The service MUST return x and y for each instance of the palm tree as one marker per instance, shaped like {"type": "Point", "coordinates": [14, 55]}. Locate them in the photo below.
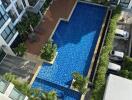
{"type": "Point", "coordinates": [49, 95]}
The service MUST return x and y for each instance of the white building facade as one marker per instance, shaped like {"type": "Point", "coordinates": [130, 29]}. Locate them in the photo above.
{"type": "Point", "coordinates": [7, 32]}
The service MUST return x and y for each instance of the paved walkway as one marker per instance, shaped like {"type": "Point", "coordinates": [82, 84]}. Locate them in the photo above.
{"type": "Point", "coordinates": [58, 9]}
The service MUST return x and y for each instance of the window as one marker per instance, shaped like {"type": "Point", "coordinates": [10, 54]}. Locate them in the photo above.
{"type": "Point", "coordinates": [8, 33]}
{"type": "Point", "coordinates": [3, 16]}
{"type": "Point", "coordinates": [16, 95]}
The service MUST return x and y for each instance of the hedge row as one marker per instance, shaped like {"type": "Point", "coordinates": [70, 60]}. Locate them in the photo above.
{"type": "Point", "coordinates": [126, 70]}
{"type": "Point", "coordinates": [100, 78]}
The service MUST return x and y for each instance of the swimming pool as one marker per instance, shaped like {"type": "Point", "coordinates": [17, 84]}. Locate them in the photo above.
{"type": "Point", "coordinates": [76, 40]}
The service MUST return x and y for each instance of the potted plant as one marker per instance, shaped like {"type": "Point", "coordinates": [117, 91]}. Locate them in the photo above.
{"type": "Point", "coordinates": [49, 95]}
{"type": "Point", "coordinates": [48, 51]}
{"type": "Point", "coordinates": [79, 82]}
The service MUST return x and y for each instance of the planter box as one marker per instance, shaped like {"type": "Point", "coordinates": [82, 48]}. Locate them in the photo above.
{"type": "Point", "coordinates": [51, 62]}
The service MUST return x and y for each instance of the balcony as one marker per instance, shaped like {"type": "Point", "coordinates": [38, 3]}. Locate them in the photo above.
{"type": "Point", "coordinates": [35, 5]}
{"type": "Point", "coordinates": [32, 2]}
{"type": "Point", "coordinates": [6, 3]}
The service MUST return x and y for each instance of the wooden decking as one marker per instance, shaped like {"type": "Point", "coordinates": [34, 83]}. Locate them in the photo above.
{"type": "Point", "coordinates": [58, 9]}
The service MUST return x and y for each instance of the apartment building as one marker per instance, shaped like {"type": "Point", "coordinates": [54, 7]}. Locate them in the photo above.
{"type": "Point", "coordinates": [11, 12]}
{"type": "Point", "coordinates": [7, 32]}
{"type": "Point", "coordinates": [9, 92]}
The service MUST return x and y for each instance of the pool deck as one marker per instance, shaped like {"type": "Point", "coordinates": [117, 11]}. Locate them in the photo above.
{"type": "Point", "coordinates": [58, 9]}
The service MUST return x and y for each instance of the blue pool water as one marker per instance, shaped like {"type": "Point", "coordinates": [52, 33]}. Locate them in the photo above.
{"type": "Point", "coordinates": [76, 40]}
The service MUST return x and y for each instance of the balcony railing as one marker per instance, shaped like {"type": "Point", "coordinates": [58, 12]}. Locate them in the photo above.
{"type": "Point", "coordinates": [6, 3]}
{"type": "Point", "coordinates": [12, 15]}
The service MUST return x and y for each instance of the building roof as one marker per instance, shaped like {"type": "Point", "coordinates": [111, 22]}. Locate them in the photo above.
{"type": "Point", "coordinates": [118, 88]}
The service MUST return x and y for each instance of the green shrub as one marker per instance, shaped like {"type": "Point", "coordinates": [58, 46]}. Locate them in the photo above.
{"type": "Point", "coordinates": [49, 95]}
{"type": "Point", "coordinates": [33, 94]}
{"type": "Point", "coordinates": [80, 82]}
{"type": "Point", "coordinates": [48, 51]}
{"type": "Point", "coordinates": [20, 49]}
{"type": "Point", "coordinates": [100, 79]}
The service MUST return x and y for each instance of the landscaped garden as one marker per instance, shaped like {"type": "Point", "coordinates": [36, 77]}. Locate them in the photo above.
{"type": "Point", "coordinates": [100, 79]}
{"type": "Point", "coordinates": [126, 70]}
{"type": "Point", "coordinates": [33, 94]}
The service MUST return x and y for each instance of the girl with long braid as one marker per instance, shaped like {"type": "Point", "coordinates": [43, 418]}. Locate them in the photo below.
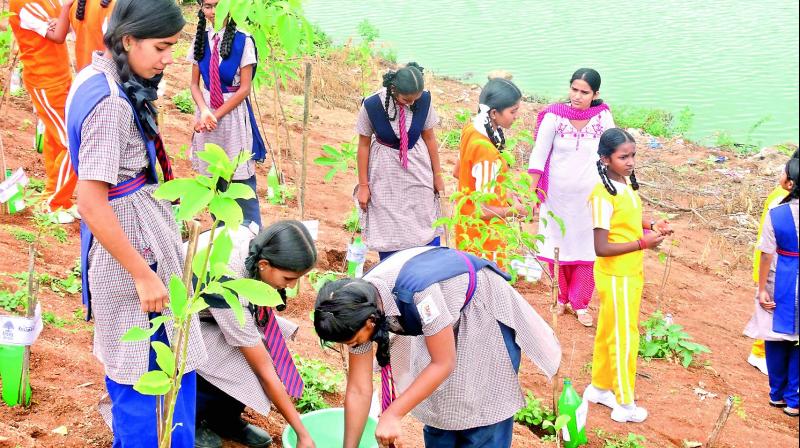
{"type": "Point", "coordinates": [479, 163]}
{"type": "Point", "coordinates": [225, 64]}
{"type": "Point", "coordinates": [562, 165]}
{"type": "Point", "coordinates": [250, 365]}
{"type": "Point", "coordinates": [619, 241]}
{"type": "Point", "coordinates": [458, 333]}
{"type": "Point", "coordinates": [89, 21]}
{"type": "Point", "coordinates": [130, 243]}
{"type": "Point", "coordinates": [776, 318]}
{"type": "Point", "coordinates": [399, 175]}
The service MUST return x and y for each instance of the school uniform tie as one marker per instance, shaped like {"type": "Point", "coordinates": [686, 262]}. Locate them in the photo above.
{"type": "Point", "coordinates": [401, 125]}
{"type": "Point", "coordinates": [215, 88]}
{"type": "Point", "coordinates": [388, 393]}
{"type": "Point", "coordinates": [281, 358]}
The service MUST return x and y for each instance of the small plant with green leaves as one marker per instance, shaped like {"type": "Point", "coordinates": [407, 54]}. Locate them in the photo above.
{"type": "Point", "coordinates": [517, 242]}
{"type": "Point", "coordinates": [663, 340]}
{"type": "Point", "coordinates": [610, 440]}
{"type": "Point", "coordinates": [318, 279]}
{"type": "Point", "coordinates": [540, 418]}
{"type": "Point", "coordinates": [339, 160]}
{"type": "Point", "coordinates": [210, 266]}
{"type": "Point", "coordinates": [183, 101]}
{"type": "Point", "coordinates": [319, 379]}
{"type": "Point", "coordinates": [352, 224]}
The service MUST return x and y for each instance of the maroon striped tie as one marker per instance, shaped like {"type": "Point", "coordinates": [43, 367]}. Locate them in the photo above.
{"type": "Point", "coordinates": [215, 88]}
{"type": "Point", "coordinates": [281, 358]}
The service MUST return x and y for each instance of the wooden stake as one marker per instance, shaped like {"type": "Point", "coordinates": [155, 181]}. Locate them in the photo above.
{"type": "Point", "coordinates": [26, 357]}
{"type": "Point", "coordinates": [721, 420]}
{"type": "Point", "coordinates": [554, 293]}
{"type": "Point", "coordinates": [303, 172]}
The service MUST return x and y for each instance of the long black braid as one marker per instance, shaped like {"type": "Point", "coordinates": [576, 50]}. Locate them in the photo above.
{"type": "Point", "coordinates": [609, 141]}
{"type": "Point", "coordinates": [227, 39]}
{"type": "Point", "coordinates": [80, 10]}
{"type": "Point", "coordinates": [405, 81]}
{"type": "Point", "coordinates": [793, 174]}
{"type": "Point", "coordinates": [343, 307]}
{"type": "Point", "coordinates": [200, 37]}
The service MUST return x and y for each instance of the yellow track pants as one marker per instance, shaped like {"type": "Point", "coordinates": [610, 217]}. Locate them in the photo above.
{"type": "Point", "coordinates": [616, 343]}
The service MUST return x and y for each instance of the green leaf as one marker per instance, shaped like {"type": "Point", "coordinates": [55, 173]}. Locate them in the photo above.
{"type": "Point", "coordinates": [239, 191]}
{"type": "Point", "coordinates": [198, 305]}
{"type": "Point", "coordinates": [193, 203]}
{"type": "Point", "coordinates": [226, 210]}
{"type": "Point", "coordinates": [154, 382]}
{"type": "Point", "coordinates": [220, 252]}
{"type": "Point", "coordinates": [177, 296]}
{"type": "Point", "coordinates": [164, 357]}
{"type": "Point", "coordinates": [218, 162]}
{"type": "Point", "coordinates": [235, 305]}
{"type": "Point", "coordinates": [256, 292]}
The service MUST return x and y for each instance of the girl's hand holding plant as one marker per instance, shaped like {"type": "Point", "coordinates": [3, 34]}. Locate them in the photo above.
{"type": "Point", "coordinates": [765, 301]}
{"type": "Point", "coordinates": [388, 431]}
{"type": "Point", "coordinates": [651, 240]}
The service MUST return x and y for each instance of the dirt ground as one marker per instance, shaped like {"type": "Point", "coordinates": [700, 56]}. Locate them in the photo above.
{"type": "Point", "coordinates": [709, 289]}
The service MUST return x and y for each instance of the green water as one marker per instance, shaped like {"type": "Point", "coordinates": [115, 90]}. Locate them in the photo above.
{"type": "Point", "coordinates": [733, 63]}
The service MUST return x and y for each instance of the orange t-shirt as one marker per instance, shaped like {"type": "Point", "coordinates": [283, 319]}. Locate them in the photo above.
{"type": "Point", "coordinates": [479, 164]}
{"type": "Point", "coordinates": [89, 31]}
{"type": "Point", "coordinates": [45, 62]}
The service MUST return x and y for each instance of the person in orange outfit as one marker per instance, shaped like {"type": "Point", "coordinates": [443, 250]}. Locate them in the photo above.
{"type": "Point", "coordinates": [40, 27]}
{"type": "Point", "coordinates": [89, 20]}
{"type": "Point", "coordinates": [480, 166]}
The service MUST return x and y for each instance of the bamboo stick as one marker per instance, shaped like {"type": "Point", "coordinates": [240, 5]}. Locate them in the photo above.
{"type": "Point", "coordinates": [303, 173]}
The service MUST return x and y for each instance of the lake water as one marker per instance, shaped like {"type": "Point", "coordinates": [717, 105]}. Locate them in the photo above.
{"type": "Point", "coordinates": [733, 63]}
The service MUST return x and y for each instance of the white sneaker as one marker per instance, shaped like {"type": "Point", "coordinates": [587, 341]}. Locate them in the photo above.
{"type": "Point", "coordinates": [758, 363]}
{"type": "Point", "coordinates": [629, 413]}
{"type": "Point", "coordinates": [61, 217]}
{"type": "Point", "coordinates": [600, 396]}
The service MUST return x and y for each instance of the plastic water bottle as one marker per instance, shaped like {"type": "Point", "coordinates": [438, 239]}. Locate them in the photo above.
{"type": "Point", "coordinates": [570, 403]}
{"type": "Point", "coordinates": [38, 140]}
{"type": "Point", "coordinates": [273, 186]}
{"type": "Point", "coordinates": [356, 255]}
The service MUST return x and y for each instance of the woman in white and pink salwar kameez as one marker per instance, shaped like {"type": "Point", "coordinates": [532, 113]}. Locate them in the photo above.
{"type": "Point", "coordinates": [563, 165]}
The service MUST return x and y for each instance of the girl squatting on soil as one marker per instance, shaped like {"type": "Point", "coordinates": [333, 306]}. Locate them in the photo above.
{"type": "Point", "coordinates": [480, 165]}
{"type": "Point", "coordinates": [430, 369]}
{"type": "Point", "coordinates": [620, 241]}
{"type": "Point", "coordinates": [562, 165]}
{"type": "Point", "coordinates": [130, 244]}
{"type": "Point", "coordinates": [250, 365]}
{"type": "Point", "coordinates": [226, 62]}
{"type": "Point", "coordinates": [776, 322]}
{"type": "Point", "coordinates": [399, 175]}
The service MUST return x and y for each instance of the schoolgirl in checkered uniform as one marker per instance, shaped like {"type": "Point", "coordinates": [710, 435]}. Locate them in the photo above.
{"type": "Point", "coordinates": [130, 244]}
{"type": "Point", "coordinates": [224, 65]}
{"type": "Point", "coordinates": [619, 240]}
{"type": "Point", "coordinates": [249, 365]}
{"type": "Point", "coordinates": [399, 175]}
{"type": "Point", "coordinates": [459, 377]}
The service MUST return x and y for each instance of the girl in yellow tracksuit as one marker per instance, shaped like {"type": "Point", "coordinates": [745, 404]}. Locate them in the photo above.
{"type": "Point", "coordinates": [619, 241]}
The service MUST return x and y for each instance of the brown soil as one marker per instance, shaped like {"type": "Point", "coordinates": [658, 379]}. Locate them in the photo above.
{"type": "Point", "coordinates": [709, 289]}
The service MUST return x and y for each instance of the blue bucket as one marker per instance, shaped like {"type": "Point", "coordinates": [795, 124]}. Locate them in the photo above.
{"type": "Point", "coordinates": [326, 427]}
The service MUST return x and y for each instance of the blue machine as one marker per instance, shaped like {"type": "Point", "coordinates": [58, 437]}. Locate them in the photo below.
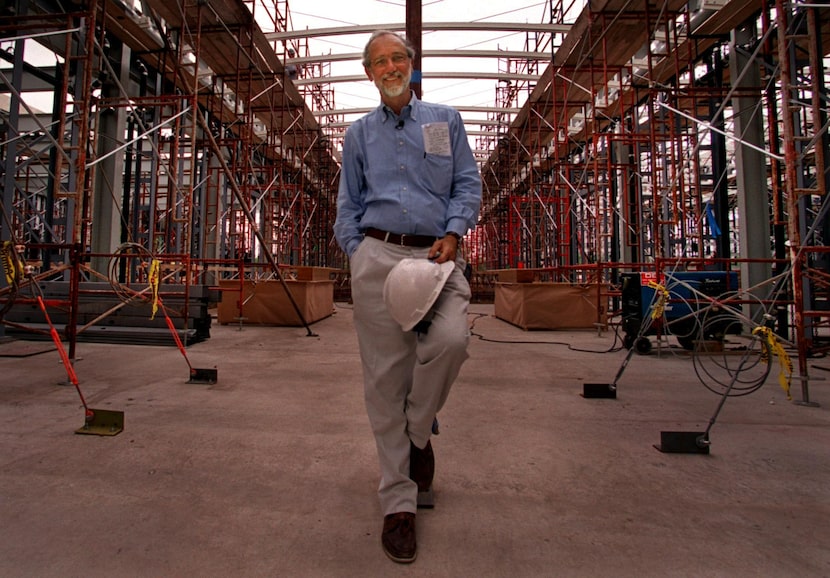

_ _ _ _ _

YOUR TASK:
Every line from the one with "of the schoolgirl" to the end of the records above should be restated word for word, and no picture belongs in the copy.

ANSWER FOR THE TASK:
The service MUST return x and y for each instance of the schoolgirl in checkered uniform as one marker per instance, shaped like {"type": "Point", "coordinates": [710, 435]}. Locate them in the photo above.
{"type": "Point", "coordinates": [130, 244]}
{"type": "Point", "coordinates": [224, 65]}
{"type": "Point", "coordinates": [619, 240]}
{"type": "Point", "coordinates": [249, 365]}
{"type": "Point", "coordinates": [399, 175]}
{"type": "Point", "coordinates": [459, 377]}
The service MUST return x and y for each instance of the girl in yellow tracksuit as one marker per instance, shaped like {"type": "Point", "coordinates": [745, 404]}. Locate them in the photo above.
{"type": "Point", "coordinates": [619, 241]}
The service MUST return x and y for each instance of the brown soil as one marker per instance, shaped like {"type": "Point", "coordinates": [658, 379]}. Locate them in the photo above.
{"type": "Point", "coordinates": [709, 289]}
The service MUST return x and y for each instance of the blue bucket as one marker per instance, shaped like {"type": "Point", "coordinates": [795, 124]}. Locate them in the photo above.
{"type": "Point", "coordinates": [326, 427]}
The service MUST return x and y for each instance of the blue machine as one marker per instance, shaped like {"type": "Point", "coordinates": [58, 437]}. Locate them in the photo below.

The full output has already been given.